WHAT YOU HAVE TO DO: Reproduce everything from the start of the records down to the line containing "x=377 y=429", including both ends, and leave the pictures out of your answer.
[Begin]
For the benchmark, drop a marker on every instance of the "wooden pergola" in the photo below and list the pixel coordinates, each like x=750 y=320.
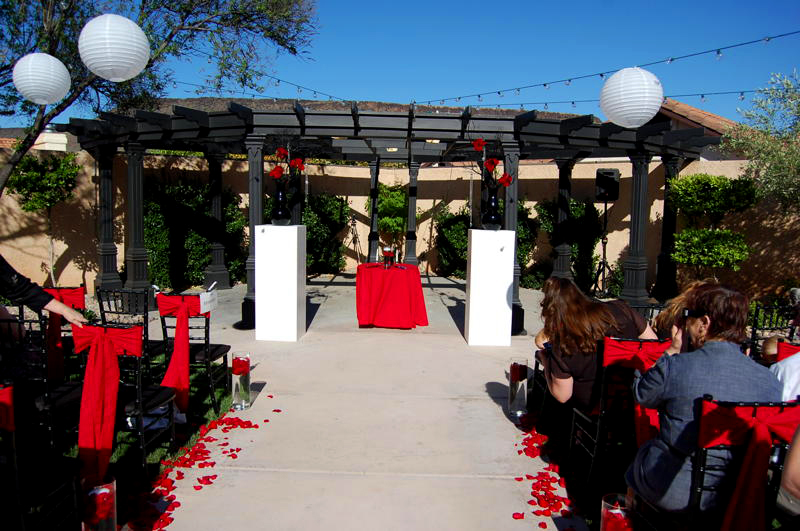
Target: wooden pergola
x=414 y=136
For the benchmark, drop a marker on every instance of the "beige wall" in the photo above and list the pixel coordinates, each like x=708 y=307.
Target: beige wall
x=773 y=235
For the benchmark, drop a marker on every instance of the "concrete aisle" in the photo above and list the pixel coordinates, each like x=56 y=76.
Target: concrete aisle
x=377 y=429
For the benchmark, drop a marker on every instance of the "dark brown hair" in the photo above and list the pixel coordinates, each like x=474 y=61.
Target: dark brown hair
x=725 y=307
x=572 y=320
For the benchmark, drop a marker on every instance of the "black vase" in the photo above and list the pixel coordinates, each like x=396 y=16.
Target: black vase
x=491 y=216
x=281 y=215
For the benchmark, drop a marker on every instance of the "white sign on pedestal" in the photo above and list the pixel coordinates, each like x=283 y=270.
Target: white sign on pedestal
x=490 y=284
x=280 y=282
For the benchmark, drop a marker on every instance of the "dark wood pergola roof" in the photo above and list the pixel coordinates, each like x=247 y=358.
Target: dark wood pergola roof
x=357 y=134
x=403 y=133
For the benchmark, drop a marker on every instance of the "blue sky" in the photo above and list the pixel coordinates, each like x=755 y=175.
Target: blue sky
x=433 y=50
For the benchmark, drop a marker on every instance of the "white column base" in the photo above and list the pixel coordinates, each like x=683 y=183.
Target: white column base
x=490 y=280
x=280 y=282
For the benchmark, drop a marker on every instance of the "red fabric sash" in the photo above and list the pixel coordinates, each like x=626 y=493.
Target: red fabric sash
x=787 y=349
x=100 y=387
x=758 y=428
x=75 y=298
x=177 y=375
x=641 y=355
x=6 y=408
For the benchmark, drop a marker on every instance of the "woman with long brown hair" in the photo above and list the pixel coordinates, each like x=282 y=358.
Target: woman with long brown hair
x=573 y=325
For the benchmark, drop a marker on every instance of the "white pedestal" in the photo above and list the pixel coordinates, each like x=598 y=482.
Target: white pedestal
x=490 y=280
x=280 y=282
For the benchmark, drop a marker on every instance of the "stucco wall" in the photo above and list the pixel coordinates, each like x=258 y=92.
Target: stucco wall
x=772 y=233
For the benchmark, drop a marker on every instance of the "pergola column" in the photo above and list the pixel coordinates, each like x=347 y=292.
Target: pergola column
x=666 y=285
x=136 y=254
x=255 y=171
x=410 y=256
x=374 y=170
x=216 y=270
x=634 y=289
x=108 y=276
x=563 y=263
x=511 y=166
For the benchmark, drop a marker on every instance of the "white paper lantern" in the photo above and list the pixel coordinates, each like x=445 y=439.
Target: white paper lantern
x=631 y=97
x=114 y=47
x=41 y=78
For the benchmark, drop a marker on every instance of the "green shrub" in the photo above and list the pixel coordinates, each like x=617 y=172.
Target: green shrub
x=324 y=217
x=452 y=240
x=582 y=231
x=701 y=197
x=179 y=229
x=710 y=248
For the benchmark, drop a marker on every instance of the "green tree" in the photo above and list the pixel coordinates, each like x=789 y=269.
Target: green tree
x=231 y=36
x=770 y=140
x=703 y=201
x=40 y=183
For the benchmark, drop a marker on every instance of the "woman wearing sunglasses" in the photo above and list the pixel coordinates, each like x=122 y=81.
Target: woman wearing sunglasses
x=714 y=318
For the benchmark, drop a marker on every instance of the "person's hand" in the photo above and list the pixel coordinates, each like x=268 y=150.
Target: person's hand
x=677 y=341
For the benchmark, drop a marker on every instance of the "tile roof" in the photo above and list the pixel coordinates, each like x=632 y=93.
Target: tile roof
x=695 y=117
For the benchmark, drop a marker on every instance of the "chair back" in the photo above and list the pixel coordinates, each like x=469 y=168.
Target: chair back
x=762 y=432
x=786 y=350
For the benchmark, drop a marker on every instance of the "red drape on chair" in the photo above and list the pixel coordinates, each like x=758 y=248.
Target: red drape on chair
x=100 y=387
x=75 y=298
x=640 y=355
x=787 y=349
x=177 y=375
x=6 y=408
x=756 y=427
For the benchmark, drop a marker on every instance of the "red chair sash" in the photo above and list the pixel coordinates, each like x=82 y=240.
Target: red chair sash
x=75 y=298
x=758 y=428
x=787 y=349
x=640 y=355
x=6 y=408
x=100 y=387
x=177 y=375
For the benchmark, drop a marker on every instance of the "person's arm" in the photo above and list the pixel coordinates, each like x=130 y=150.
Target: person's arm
x=649 y=388
x=559 y=387
x=790 y=481
x=70 y=314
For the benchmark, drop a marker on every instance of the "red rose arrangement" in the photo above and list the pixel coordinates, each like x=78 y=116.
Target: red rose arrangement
x=490 y=165
x=295 y=166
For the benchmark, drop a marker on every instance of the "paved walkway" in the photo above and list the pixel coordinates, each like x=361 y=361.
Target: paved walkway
x=377 y=428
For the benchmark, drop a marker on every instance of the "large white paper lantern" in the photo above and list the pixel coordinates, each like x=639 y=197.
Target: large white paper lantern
x=631 y=97
x=41 y=78
x=114 y=47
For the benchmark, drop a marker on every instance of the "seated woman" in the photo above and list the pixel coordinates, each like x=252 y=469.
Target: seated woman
x=573 y=325
x=715 y=318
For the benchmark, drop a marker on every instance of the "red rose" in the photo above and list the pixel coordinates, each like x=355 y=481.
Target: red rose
x=240 y=366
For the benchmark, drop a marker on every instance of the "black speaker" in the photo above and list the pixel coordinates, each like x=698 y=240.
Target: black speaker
x=607 y=184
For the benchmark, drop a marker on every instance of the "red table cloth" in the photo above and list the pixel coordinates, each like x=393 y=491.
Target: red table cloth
x=177 y=375
x=787 y=349
x=756 y=427
x=74 y=298
x=6 y=408
x=100 y=387
x=640 y=355
x=390 y=298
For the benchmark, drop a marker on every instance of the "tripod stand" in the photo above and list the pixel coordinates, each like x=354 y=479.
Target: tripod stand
x=600 y=284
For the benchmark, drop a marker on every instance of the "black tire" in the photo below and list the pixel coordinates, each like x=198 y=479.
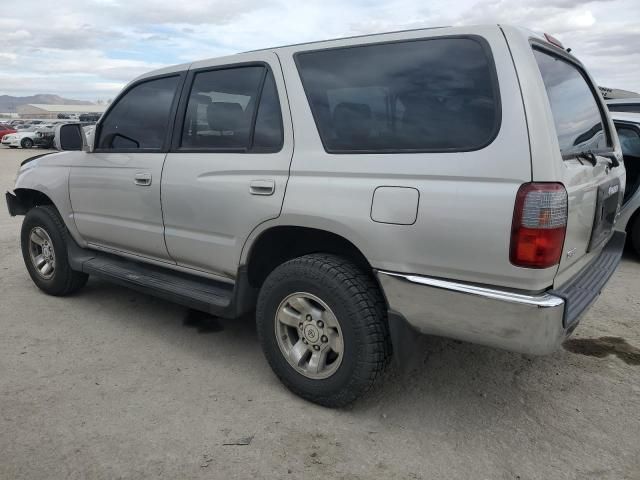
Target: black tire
x=635 y=234
x=64 y=280
x=358 y=305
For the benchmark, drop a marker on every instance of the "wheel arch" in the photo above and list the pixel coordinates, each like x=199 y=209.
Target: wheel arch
x=277 y=244
x=24 y=199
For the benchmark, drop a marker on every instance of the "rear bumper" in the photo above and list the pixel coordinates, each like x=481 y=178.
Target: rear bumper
x=531 y=324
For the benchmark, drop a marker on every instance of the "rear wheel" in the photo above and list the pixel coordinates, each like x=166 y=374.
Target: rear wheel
x=44 y=250
x=323 y=328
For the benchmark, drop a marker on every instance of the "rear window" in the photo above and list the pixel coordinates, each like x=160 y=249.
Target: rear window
x=427 y=95
x=576 y=114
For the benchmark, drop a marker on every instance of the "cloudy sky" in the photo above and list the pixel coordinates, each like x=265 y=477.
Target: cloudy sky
x=89 y=49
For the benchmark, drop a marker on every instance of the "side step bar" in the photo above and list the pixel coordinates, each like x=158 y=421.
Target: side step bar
x=218 y=298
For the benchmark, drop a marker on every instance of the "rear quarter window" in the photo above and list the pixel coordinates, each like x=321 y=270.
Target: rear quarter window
x=576 y=114
x=438 y=94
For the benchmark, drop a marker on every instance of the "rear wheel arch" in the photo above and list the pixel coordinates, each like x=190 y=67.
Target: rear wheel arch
x=279 y=244
x=29 y=198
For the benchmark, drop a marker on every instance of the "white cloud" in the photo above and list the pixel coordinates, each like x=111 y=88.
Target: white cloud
x=90 y=48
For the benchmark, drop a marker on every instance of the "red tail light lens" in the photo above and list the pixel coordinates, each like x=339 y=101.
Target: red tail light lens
x=539 y=225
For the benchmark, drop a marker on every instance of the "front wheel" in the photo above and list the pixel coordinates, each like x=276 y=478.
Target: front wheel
x=323 y=328
x=44 y=250
x=635 y=234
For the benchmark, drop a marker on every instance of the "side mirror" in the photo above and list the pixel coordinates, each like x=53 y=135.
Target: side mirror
x=70 y=136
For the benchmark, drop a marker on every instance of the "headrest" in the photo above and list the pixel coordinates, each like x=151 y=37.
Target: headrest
x=225 y=116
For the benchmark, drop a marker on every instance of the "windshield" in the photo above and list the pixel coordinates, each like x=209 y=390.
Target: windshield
x=624 y=107
x=576 y=115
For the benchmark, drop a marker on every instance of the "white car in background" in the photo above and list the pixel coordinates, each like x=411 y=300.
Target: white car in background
x=21 y=139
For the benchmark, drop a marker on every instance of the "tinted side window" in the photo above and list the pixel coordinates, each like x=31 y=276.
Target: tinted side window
x=575 y=111
x=629 y=141
x=220 y=111
x=139 y=120
x=624 y=107
x=268 y=136
x=425 y=95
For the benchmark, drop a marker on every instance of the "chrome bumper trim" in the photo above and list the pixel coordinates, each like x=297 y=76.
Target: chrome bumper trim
x=522 y=323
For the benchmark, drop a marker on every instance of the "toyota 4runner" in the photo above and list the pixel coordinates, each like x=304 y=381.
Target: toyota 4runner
x=461 y=182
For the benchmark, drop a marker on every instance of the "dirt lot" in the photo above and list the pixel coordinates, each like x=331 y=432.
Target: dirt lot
x=114 y=384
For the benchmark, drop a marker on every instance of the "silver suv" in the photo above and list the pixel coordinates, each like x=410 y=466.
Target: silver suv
x=461 y=182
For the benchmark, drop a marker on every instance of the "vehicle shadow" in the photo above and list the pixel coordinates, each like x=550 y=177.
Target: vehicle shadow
x=442 y=378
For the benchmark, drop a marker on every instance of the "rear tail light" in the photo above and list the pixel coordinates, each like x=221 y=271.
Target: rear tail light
x=539 y=225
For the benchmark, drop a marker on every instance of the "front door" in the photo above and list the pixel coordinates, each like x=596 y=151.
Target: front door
x=115 y=190
x=229 y=163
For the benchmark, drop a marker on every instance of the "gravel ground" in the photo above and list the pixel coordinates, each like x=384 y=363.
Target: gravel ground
x=110 y=384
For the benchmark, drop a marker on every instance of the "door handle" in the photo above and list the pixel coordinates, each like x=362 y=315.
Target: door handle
x=262 y=187
x=142 y=179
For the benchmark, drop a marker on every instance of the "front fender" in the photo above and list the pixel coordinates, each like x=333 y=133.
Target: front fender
x=46 y=176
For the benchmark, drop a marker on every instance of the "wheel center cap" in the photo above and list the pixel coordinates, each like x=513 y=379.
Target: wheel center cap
x=311 y=333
[End]
PROBLEM SOLUTION:
For the benchmark, drop a marker on every instance of the "wooden pergola" in the photo below and list the pixel coordinates, each like x=750 y=320.
Target: wooden pergola
x=414 y=136
For the benchmark, drop a marker on every instance of the "beige wall" in the photo above and list the pixel coordinates, each like x=708 y=307.
Target: beige wall
x=773 y=235
For the benchmark, drop a marker on every instance of the "concrete aisle" in the photo above and list the pixel coordinates, each like x=56 y=76.
Target: concrete aisle
x=377 y=429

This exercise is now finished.